EXERCISE MATERIAL:
>>>

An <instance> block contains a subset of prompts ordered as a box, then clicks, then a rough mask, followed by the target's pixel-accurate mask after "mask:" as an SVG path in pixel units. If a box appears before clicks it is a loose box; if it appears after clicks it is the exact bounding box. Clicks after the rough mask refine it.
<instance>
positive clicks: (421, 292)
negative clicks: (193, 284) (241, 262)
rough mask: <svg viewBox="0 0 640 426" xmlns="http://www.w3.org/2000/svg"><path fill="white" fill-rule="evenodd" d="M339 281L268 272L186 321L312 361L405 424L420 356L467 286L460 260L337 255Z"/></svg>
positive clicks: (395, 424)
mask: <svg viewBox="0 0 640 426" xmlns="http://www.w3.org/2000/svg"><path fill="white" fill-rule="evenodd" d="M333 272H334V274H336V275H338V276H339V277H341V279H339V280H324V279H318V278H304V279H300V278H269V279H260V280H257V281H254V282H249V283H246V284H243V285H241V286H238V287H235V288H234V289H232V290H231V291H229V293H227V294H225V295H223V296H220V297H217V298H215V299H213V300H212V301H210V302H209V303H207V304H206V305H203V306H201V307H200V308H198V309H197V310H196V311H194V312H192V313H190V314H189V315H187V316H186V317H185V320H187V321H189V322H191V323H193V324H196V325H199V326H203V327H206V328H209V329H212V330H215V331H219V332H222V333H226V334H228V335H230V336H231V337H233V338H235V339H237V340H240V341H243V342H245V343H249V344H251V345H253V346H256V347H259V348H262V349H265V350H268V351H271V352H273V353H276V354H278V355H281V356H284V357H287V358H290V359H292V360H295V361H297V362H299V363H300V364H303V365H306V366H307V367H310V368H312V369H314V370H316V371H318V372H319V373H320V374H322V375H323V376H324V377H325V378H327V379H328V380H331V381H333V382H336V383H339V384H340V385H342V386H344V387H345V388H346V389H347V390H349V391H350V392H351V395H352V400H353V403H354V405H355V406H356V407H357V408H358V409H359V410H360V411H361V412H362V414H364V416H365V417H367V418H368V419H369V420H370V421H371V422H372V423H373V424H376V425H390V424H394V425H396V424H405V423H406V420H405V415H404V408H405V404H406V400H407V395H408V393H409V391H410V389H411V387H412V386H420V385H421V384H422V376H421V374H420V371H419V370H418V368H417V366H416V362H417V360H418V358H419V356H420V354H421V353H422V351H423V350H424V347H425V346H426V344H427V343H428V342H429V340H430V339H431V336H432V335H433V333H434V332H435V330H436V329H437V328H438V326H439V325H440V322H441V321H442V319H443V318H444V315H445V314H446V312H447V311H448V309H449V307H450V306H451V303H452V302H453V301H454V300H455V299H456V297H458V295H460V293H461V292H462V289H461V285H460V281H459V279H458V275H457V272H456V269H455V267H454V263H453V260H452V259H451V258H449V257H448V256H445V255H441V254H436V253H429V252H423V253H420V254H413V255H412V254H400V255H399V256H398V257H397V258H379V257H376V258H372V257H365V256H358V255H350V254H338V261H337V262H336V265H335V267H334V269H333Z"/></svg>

<<<

WHAT TO DO:
Only the lines from the start of the material through the line containing "rough mask: <svg" should be repeated, and they should be repeated exactly.

REPLY:
An <instance> block contains a subset of prompts ordered as a box, then clicks, then a rough mask, followed by the target's pixel-accurate mask after "mask:" as an SVG path in pixel units. If a box appears before clicks it is a loose box; if it appears after clicks it is the exact bounding box. Clicks after the rough mask refine it.
<instance>
positive clicks: (421, 292)
negative clicks: (193, 284) (241, 262)
rough mask: <svg viewBox="0 0 640 426" xmlns="http://www.w3.org/2000/svg"><path fill="white" fill-rule="evenodd" d="M339 281L268 272L186 321L312 361L405 424L420 356L467 286L460 260L337 255Z"/></svg>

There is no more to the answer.